Written task: Write out the full listing again, exactly as it stands.
========================
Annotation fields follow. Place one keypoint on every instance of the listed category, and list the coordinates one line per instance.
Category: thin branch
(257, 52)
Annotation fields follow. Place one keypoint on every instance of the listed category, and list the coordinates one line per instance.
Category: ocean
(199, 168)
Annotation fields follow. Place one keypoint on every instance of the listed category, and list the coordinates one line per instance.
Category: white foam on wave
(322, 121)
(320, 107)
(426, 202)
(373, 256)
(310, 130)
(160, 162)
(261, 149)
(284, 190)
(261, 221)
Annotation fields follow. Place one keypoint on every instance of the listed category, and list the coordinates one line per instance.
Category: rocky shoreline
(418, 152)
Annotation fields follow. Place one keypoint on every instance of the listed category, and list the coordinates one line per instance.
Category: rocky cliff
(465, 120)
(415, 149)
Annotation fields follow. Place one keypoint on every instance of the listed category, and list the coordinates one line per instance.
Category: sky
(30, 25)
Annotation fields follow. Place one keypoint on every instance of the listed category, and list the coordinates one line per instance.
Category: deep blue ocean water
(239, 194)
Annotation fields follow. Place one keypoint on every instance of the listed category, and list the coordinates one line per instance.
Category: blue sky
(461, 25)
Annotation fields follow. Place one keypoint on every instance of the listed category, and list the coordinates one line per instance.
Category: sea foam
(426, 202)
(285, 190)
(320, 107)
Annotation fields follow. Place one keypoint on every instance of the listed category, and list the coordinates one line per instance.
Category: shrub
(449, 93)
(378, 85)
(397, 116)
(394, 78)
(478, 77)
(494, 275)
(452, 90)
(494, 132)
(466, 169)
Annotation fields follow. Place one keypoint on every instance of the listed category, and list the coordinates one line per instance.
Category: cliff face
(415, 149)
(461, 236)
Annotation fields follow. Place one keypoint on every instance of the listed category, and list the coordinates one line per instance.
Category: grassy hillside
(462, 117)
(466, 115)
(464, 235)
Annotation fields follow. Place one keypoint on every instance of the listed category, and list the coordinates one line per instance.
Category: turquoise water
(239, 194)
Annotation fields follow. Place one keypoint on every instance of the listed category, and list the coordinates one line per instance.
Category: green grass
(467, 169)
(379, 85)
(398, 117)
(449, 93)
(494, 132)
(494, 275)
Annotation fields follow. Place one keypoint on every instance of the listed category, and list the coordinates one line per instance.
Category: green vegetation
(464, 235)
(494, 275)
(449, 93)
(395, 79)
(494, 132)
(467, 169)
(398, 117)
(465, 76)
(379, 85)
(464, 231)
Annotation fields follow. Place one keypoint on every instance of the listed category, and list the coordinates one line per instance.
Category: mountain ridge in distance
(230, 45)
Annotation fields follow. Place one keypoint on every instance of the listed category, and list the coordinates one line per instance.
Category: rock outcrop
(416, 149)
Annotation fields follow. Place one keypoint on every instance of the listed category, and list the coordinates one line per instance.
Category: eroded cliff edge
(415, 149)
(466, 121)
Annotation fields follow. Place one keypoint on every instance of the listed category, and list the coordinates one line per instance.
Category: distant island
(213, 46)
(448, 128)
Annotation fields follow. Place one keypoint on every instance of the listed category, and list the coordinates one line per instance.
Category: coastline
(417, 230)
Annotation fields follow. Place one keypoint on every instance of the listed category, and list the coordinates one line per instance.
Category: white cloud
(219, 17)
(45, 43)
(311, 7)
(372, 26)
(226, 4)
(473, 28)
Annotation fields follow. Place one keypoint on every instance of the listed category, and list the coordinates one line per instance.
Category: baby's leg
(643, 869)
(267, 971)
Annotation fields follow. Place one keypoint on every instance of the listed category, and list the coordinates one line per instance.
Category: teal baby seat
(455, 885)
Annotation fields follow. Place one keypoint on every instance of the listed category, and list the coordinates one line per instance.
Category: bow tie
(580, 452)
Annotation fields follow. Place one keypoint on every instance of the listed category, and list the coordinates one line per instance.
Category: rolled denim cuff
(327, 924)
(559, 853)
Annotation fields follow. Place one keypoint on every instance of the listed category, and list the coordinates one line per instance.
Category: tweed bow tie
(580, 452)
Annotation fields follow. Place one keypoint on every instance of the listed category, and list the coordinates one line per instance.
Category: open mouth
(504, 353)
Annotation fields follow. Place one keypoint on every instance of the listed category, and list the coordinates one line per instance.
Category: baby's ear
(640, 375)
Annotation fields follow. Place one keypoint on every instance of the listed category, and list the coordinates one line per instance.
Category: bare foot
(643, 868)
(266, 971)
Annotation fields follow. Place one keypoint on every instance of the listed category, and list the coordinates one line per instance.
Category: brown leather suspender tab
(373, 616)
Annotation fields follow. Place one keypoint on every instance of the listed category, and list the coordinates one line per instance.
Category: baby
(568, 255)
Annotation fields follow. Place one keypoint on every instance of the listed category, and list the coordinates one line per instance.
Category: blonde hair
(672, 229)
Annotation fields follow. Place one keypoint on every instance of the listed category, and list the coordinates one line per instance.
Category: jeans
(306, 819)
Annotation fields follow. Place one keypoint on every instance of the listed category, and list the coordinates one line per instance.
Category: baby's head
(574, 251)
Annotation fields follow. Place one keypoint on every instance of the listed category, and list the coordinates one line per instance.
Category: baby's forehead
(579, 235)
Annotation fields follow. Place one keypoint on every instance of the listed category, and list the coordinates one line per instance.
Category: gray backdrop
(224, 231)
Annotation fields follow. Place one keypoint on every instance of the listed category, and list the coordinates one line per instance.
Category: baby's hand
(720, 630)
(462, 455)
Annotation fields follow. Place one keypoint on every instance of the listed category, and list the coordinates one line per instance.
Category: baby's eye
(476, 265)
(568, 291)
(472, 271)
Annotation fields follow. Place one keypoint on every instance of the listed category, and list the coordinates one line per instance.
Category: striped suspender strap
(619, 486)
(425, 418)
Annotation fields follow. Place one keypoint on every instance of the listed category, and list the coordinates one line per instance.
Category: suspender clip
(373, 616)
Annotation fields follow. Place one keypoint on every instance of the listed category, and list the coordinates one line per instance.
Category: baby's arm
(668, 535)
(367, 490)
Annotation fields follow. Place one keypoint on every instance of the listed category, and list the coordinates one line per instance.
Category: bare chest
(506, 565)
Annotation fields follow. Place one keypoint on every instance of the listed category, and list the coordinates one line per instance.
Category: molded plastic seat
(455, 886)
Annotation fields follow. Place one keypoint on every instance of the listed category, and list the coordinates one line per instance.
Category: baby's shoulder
========================
Solution for this task:
Annotation fields follow. Place one keypoint on every instance of the listed category, and list the coordinates one line per instance.
Category: thin branch
(257, 52)
Annotation fields follow. Place one keypoint on every instance of the listed category, and list the coordinates one line per instance.
Category: ocean
(199, 168)
Annotation fields follow. Place one keypoint on every instance of the listed category, and list the coordinates one line per instance.
Category: white foam on wave
(322, 121)
(320, 107)
(426, 202)
(373, 256)
(310, 130)
(160, 162)
(261, 149)
(284, 190)
(261, 221)
Annotation fields follow. Place one keypoint on every instance of the listed category, and list the coordinates one line per instance.
Category: rocky shoreline
(418, 152)
Annotation fields follow. Place one keypoint on every instance of the listed category, and list the coordinates one line per instance.
Category: rocky cliff
(465, 120)
(415, 149)
Annotation fields follow. Place one keypoint on every instance of the listed category, and list the coordinates one line per instance.
Category: sky
(30, 25)
Annotation fields follow. Place one keypoint on every instance of the listed category, and list the coordinates one line per instance.
Category: deep blue ocean water
(239, 194)
Annotation fields follow. Place one keypoint on every instance of the listed category, and list the coordinates one line per instance.
Category: blue sky
(461, 25)
Annotation fields follow. Place one keypoint on every instance of the listed category, and list the coordinates one line per instance.
Category: sea foam
(426, 202)
(285, 190)
(320, 107)
Annotation fields follow. Place one keypoint on every instance of the listed category, and list the coordinates one line per instance.
Category: shrub
(449, 93)
(378, 85)
(397, 116)
(394, 78)
(478, 77)
(494, 275)
(452, 90)
(494, 132)
(466, 169)
Annotation fields follow. Place one keypoint on every instance of the listed category, and list the coordinates one line per instance.
Category: cliff face
(415, 149)
(461, 236)
Annotation fields follow. Place one keypoint on every instance of the listed category, and list the coordinates one line per instance.
Category: grassy hillside
(462, 117)
(466, 115)
(464, 235)
Annotation fields follow. Place one keypoint on every instance of the listed category, and list the coordinates one line per instance.
Category: turquoise water
(239, 194)
Annotation fields follow. Place one keypoint on every instance of the listed category, and list the coordinates one line per instance.
Category: green grass
(467, 169)
(379, 85)
(398, 117)
(449, 93)
(494, 132)
(494, 275)
Annotation fields follow. Place one keypoint on every instance of the listed category, and list the coordinates one line per instance.
Category: green vegetation
(464, 235)
(494, 275)
(449, 93)
(395, 79)
(494, 132)
(467, 169)
(398, 117)
(465, 76)
(379, 85)
(464, 231)
Annotation fields follow. Place one keypoint on every instance of the listed category, and list the coordinates one line per instance.
Category: mountain ridge in distance
(230, 45)
Annotation fields follow. Place one keypoint on every instance of the listed category, and list the coordinates one line per instance.
Category: rock outcrop
(416, 149)
Annotation fields follow. Place one keypoint on every instance of the listed category, and list the coordinates one line per instance.
Category: eroded cliff edge
(415, 149)
(466, 121)
Annotation fields follow. Place one keypoint on every instance of the listed category, and list the coordinates one line per instance.
Category: distant island
(213, 46)
(448, 128)
Annotation fields follow. Place one keypoint on every instance of the listed category, and list the coordinates one line per instance.
Category: coastline
(417, 230)
Annotation fields follow. Place one keypoint on every instance of the listed category, and list the coordinates one line per instance.
Category: white cloud
(219, 17)
(45, 43)
(311, 7)
(372, 26)
(226, 4)
(473, 28)
Annotation fields follow. Place one keypoint on every instance of the listed category, and list the coordinates one line per instance.
Category: baby's leg
(643, 869)
(267, 971)
Annotation fields follow. Place one keypoint on every instance of the listed category, and list the coordinates one line per instance.
Category: teal baby seat
(455, 885)
Annotation fields follow. Place one keypoint on every instance of the listed category, and list the coordinates one line per instance.
Category: bow tie
(580, 452)
Annotation fields follow. Place one keypoint on every instance of the listed category, and list the coordinates one line per instance.
Category: rolled denim cuff
(327, 924)
(559, 853)
Annotation fields follow. Place one keypoint on every instance of the listed category, and list the coordinates one line per instance.
Category: tweed bow tie
(580, 452)
Annotation fields follow. Place one keypoint on every instance of the listed category, and list the coordinates one line per instance.
Category: open mouth
(504, 353)
Annotation fields follow. Place one keypoint on every instance of the listed category, and list the coordinates one line per instance.
Category: baby's ear
(640, 375)
Annotation fields follow. Place one keypoint on every instance of the listed category, and list the coordinates one line per instance.
Category: bare foot
(643, 868)
(266, 971)
Annotation fields follow. Place one keypoint on every instance of the listed category, and list the coordinates one line per instance.
Category: brown leather suspender tab
(373, 616)
Annotation fields follow. Place one keypoint on every instance of the listed category, and list the coordinates one line per instance.
Category: baby
(568, 255)
Annotation fields follow. Place one keypoint on every instance of the listed category, and list the coordinates one line per instance.
Category: blonde hair
(672, 229)
Annotation fields follow. Place one keypoint on every instance of the listed category, and list the coordinates one line per instance.
Category: jeans
(306, 819)
Annotation fields follow. Place one keypoint on every instance of the listed category, and list the coordinates one line per instance.
Category: baby's head
(574, 251)
Annotation fields follow. Place one keypoint on every instance of the listed category, and list the coordinates one line per instance.
Category: baby's forehead
(579, 235)
Annotation fields follow. Place one keypoint on every instance of the listed category, and list the coordinates one line per instance.
Category: gray backdrop
(224, 231)
Annotation fields follow. Place one keypoint on every instance of the listed category, and list the coordinates one line per instance.
Category: baby's hand
(720, 630)
(462, 455)
Annotation fields follow. Place one keypoint on every instance of the listed category, and list the coordinates one line per instance.
Category: baby's eye
(476, 265)
(568, 291)
(472, 271)
Annotation fields follow. Place one keypoint on every instance of the listed category, and list the coordinates one line per instance.
Category: striped suspender strap
(619, 486)
(425, 418)
Annotation fields follow. Place one keypoint on every instance of the listed category, and list the coordinates one line per instance.
Category: suspender clip
(373, 616)
Annotation fields follow. Place one keypoint on every instance of the listed category, and list the coordinates one line per instance.
Category: baby's arm
(668, 535)
(367, 490)
Annotation fields follow. Place one keypoint on every instance of the listed category, and list the coordinates one line per instance.
Category: bare chest
(506, 565)
Annotation fields follow. Place one keypoint on every instance of the listed category, and list the coordinates one line per instance.
Category: molded plastic seat
(455, 886)
Annotation fields follow. Place one keypoint on every instance of the listed category, and list the coordinates one line per instance.
Category: baby's shoulder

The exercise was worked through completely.